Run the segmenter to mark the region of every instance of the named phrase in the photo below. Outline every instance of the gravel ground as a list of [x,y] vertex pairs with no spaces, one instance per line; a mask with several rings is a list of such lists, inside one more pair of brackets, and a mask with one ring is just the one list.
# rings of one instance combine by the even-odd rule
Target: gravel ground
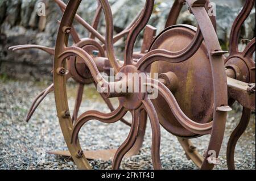
[[[42,85],[43,84],[43,85]],[[44,87],[44,83],[0,80],[0,169],[76,169],[67,158],[49,155],[48,150],[66,150],[67,148],[56,116],[53,94],[49,95],[36,110],[29,123],[24,121],[34,98]],[[93,87],[87,87],[81,111],[97,110],[108,111]],[[75,102],[75,87],[68,89],[70,107]],[[239,110],[239,109],[238,109]],[[71,110],[72,111],[72,110]],[[225,150],[228,137],[236,127],[241,113],[234,111],[229,115],[227,129],[220,155],[222,165],[216,169],[226,169]],[[88,132],[89,130],[89,132]],[[90,121],[80,134],[82,148],[88,150],[117,148],[125,140],[129,128],[121,123],[106,125]],[[245,135],[239,141],[236,163],[239,169],[255,169],[255,115]],[[122,169],[152,169],[150,128],[147,129],[145,141],[138,155],[123,161]],[[193,140],[203,153],[209,137]],[[170,146],[171,145],[171,146]],[[175,136],[162,130],[161,159],[164,169],[197,169],[187,160]],[[111,162],[90,161],[94,169],[110,169]]]

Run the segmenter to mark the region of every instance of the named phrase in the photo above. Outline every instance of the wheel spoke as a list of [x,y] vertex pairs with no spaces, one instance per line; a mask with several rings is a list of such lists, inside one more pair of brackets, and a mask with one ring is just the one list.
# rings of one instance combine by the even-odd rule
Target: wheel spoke
[[42,91],[38,96],[35,99],[32,103],[31,106],[28,111],[28,112],[27,115],[27,117],[26,119],[26,121],[28,122],[34,113],[35,112],[36,108],[42,103],[42,102],[46,96],[49,94],[50,92],[52,92],[54,90],[53,84],[52,84],[50,86],[47,87],[45,90]]
[[[54,0],[55,2],[60,6],[60,9],[64,11],[67,7],[67,5],[60,0]],[[76,14],[75,19],[80,23],[82,26],[86,28],[89,32],[93,34],[100,41],[105,44],[105,40],[104,37],[100,34],[97,30],[93,28],[89,23],[85,22],[78,14]]]
[[131,28],[129,35],[125,50],[125,65],[133,64],[133,48],[136,39],[148,23],[154,9],[154,1],[147,0],[143,12]]
[[[102,11],[102,7],[101,6],[101,5],[100,3],[100,2],[98,1],[98,7],[97,8],[96,11],[95,12],[95,15],[94,17],[93,18],[93,23],[92,24],[92,27],[94,30],[97,30],[97,29],[98,28]],[[89,37],[92,39],[94,39],[95,38],[95,36],[92,33],[90,33],[90,35],[89,35]]]
[[156,170],[162,169],[161,159],[160,158],[160,144],[161,142],[161,133],[159,120],[158,114],[150,99],[142,101],[150,120],[152,129],[152,160],[154,168]]
[[76,95],[76,103],[75,104],[74,111],[73,112],[72,116],[72,123],[76,123],[77,119],[77,115],[79,111],[79,108],[81,106],[81,103],[82,100],[82,94],[84,93],[84,85],[79,83],[79,87],[77,89],[77,94]]
[[228,162],[228,168],[229,170],[235,170],[234,164],[234,151],[236,146],[239,138],[242,136],[246,129],[250,121],[251,110],[243,107],[243,113],[240,122],[237,128],[233,131],[229,138],[228,143],[226,151],[226,160]]

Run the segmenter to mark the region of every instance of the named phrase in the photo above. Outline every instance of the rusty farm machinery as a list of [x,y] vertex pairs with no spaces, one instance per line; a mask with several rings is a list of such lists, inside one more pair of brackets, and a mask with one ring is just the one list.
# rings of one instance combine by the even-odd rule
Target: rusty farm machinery
[[[81,127],[88,121],[96,120],[112,124],[120,121],[130,127],[126,140],[117,150],[101,152],[102,155],[113,155],[113,169],[118,169],[126,154],[139,152],[148,117],[152,134],[154,169],[162,169],[162,126],[178,138],[188,158],[199,168],[212,169],[218,164],[228,112],[237,102],[243,107],[242,116],[229,138],[226,151],[228,168],[235,169],[237,142],[248,125],[251,110],[255,110],[255,64],[253,58],[255,37],[242,52],[238,48],[240,30],[253,8],[254,0],[245,1],[234,22],[229,52],[223,51],[220,45],[215,16],[208,13],[208,0],[176,0],[165,29],[158,35],[155,28],[147,25],[152,13],[154,0],[146,0],[144,7],[131,24],[115,35],[108,1],[98,0],[92,24],[76,14],[81,0],[71,0],[67,5],[60,0],[55,1],[63,11],[55,47],[22,45],[10,48],[13,50],[39,49],[54,56],[53,83],[36,98],[28,113],[27,121],[44,98],[54,91],[57,117],[69,154],[79,169],[91,168],[86,158],[90,155],[83,151],[78,138]],[[186,4],[197,20],[197,27],[176,24],[181,9]],[[102,14],[106,24],[105,36],[97,30]],[[74,20],[89,31],[88,37],[80,37]],[[134,52],[137,38],[144,30],[141,51]],[[69,35],[73,40],[70,46]],[[123,61],[119,61],[116,58],[114,44],[123,37],[126,37]],[[121,73],[127,76],[109,82],[100,73],[109,74],[110,68],[115,74]],[[153,78],[148,73],[156,73],[159,76]],[[127,85],[127,89],[133,87],[134,82],[130,81],[129,73],[145,75],[146,81],[141,84],[139,91],[120,92],[114,89],[114,91],[109,91],[111,88],[123,83]],[[79,85],[72,114],[66,89],[69,79]],[[106,89],[99,94],[111,112],[106,113],[88,110],[79,115],[84,86],[94,84],[97,87],[101,82],[106,85]],[[142,91],[147,87],[150,89]],[[158,96],[151,99],[150,95],[156,91]],[[112,105],[110,98],[118,98],[117,108]],[[132,115],[130,121],[123,119],[127,112]],[[210,136],[202,155],[190,139],[206,134]]]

**Instructions to follow:** Retype the entire listing above line for line, leaving out the picture.

**Solved exercise:**
Run the segmenter to mark the region of every instance of the named phrase in the photo below. Outline every instance of the gravel ground as a list of [x,y] vertex pairs with no spaces, one instance per line; a mask with several rings is a list of such lists, inside one more pair of brackets, and a mask with one ring is just the one list.
# rings of one instance combine by the even-odd rule
Target: gravel ground
[[[42,85],[43,84],[43,85]],[[44,87],[44,83],[0,80],[0,169],[76,169],[67,158],[49,155],[48,150],[66,150],[67,148],[56,116],[53,94],[49,95],[36,110],[29,123],[24,121],[34,98]],[[93,87],[87,87],[81,111],[97,110],[108,111]],[[75,102],[75,87],[68,89],[70,107]],[[239,110],[239,109],[238,109]],[[71,110],[72,111],[72,110]],[[225,150],[228,137],[236,127],[241,113],[234,111],[229,115],[227,129],[220,155],[222,165],[216,169],[226,169]],[[88,132],[89,130],[89,132]],[[90,121],[80,134],[82,148],[88,150],[117,148],[125,140],[129,128],[121,123],[106,125]],[[245,135],[239,141],[236,163],[239,169],[255,169],[255,115]],[[122,169],[152,169],[150,128],[147,129],[145,141],[138,155],[123,161]],[[193,140],[203,153],[209,137]],[[170,146],[171,145],[171,146]],[[175,136],[162,130],[161,159],[164,169],[197,169],[187,160]],[[111,162],[90,161],[94,169],[110,169]]]

Run the segmenter to mark the region of every instance of the named phrase in the photo above. Outline every instance of the wheel spoke as a list of [x,y] vertex pairs with no spaces, one instance per line; a mask with several rings is a list of such lists, inside one more pair of brackets, and a mask with one ring is just the one list.
# rings of one instance combine by the even-odd rule
Target: wheel spoke
[[42,91],[38,96],[35,99],[32,103],[31,106],[28,111],[28,112],[27,115],[27,117],[26,119],[26,121],[28,122],[34,113],[35,112],[36,108],[42,103],[42,102],[46,96],[49,94],[50,92],[52,92],[54,90],[53,84],[52,84],[50,86],[47,87],[45,90]]
[[[54,0],[55,2],[60,6],[60,9],[64,11],[67,7],[67,5],[60,0]],[[76,14],[75,19],[80,23],[82,26],[86,28],[89,32],[93,34],[100,41],[105,44],[105,40],[104,37],[100,34],[97,30],[93,28],[89,23],[85,22],[78,14]]]
[[131,28],[129,35],[125,50],[125,65],[133,64],[133,48],[136,39],[148,23],[154,9],[154,1],[147,0],[143,12]]
[[[102,11],[102,7],[101,6],[101,5],[100,3],[100,2],[98,1],[98,7],[97,8],[96,11],[95,12],[95,15],[94,17],[93,18],[93,23],[92,24],[92,27],[94,30],[97,30],[97,29],[98,28]],[[89,37],[92,39],[94,39],[95,38],[95,36],[92,33],[90,33],[90,35],[89,35]]]
[[156,170],[162,169],[161,159],[160,158],[160,144],[161,142],[161,133],[159,120],[158,114],[150,99],[142,101],[150,120],[152,129],[152,160],[154,168]]
[[76,95],[76,103],[75,104],[74,111],[73,112],[72,116],[72,123],[76,123],[77,119],[77,115],[79,111],[79,108],[81,106],[81,103],[82,100],[82,94],[84,93],[84,85],[79,83],[79,87],[77,89],[77,94]]
[[228,162],[228,168],[229,170],[235,170],[234,164],[234,151],[236,146],[239,138],[242,136],[246,129],[250,121],[251,110],[243,107],[243,113],[240,122],[237,128],[233,131],[229,138],[228,143],[226,151],[226,160]]

Run the segmenter to mark the region of every instance of the named phrase in the photo above. Outline every instance of the rusty farm machinery as a list of [x,y] vertex pairs with no spaces, one instance per line; a mask with several rings is a list of such lists, inside one more pair of brackets, and a mask with one ring is just the one list.
# rings of one instance combine by the even-odd rule
Target: rusty farm machinery
[[[81,127],[88,121],[96,120],[112,124],[120,121],[130,127],[126,140],[117,150],[101,152],[102,155],[113,155],[113,169],[118,169],[126,154],[139,152],[148,117],[152,134],[154,169],[162,169],[162,126],[178,138],[188,158],[199,168],[212,169],[218,164],[228,112],[237,102],[243,107],[242,116],[229,138],[226,151],[228,168],[235,169],[237,142],[248,125],[251,110],[255,110],[255,64],[253,58],[255,37],[242,52],[238,48],[240,30],[253,8],[254,0],[245,1],[234,22],[229,52],[223,51],[220,45],[215,16],[208,13],[208,0],[176,0],[165,29],[158,35],[155,28],[147,25],[152,13],[154,0],[146,0],[144,7],[131,24],[115,35],[108,1],[98,0],[92,24],[76,14],[81,0],[71,0],[67,5],[60,0],[55,1],[63,11],[55,47],[22,45],[10,48],[13,50],[39,49],[54,56],[53,83],[36,98],[28,113],[27,121],[44,98],[54,91],[57,117],[69,154],[79,169],[91,168],[86,158],[90,155],[83,151],[78,138]],[[186,4],[197,20],[197,27],[176,24],[181,9]],[[102,14],[106,24],[105,36],[97,30]],[[74,20],[89,31],[88,37],[80,37]],[[134,52],[137,38],[144,30],[141,51]],[[69,35],[73,40],[70,46]],[[123,61],[119,61],[116,58],[114,44],[123,37],[126,37]],[[121,73],[127,76],[109,82],[100,73],[109,74],[110,68],[115,74]],[[153,78],[148,73],[156,73],[159,76]],[[127,85],[127,89],[133,87],[134,82],[130,81],[129,73],[145,75],[146,81],[141,84],[139,91],[120,92],[114,89],[114,91],[109,91],[111,88],[123,83]],[[79,85],[72,114],[66,89],[69,79]],[[106,89],[99,94],[111,112],[106,113],[88,110],[79,115],[84,86],[94,84],[97,87],[101,82],[106,85]],[[142,91],[147,87],[150,89]],[[158,96],[151,99],[150,95],[156,91]],[[112,105],[110,98],[118,98],[117,108]],[[132,115],[130,121],[123,119],[127,112]],[[210,136],[202,155],[190,139],[206,134]]]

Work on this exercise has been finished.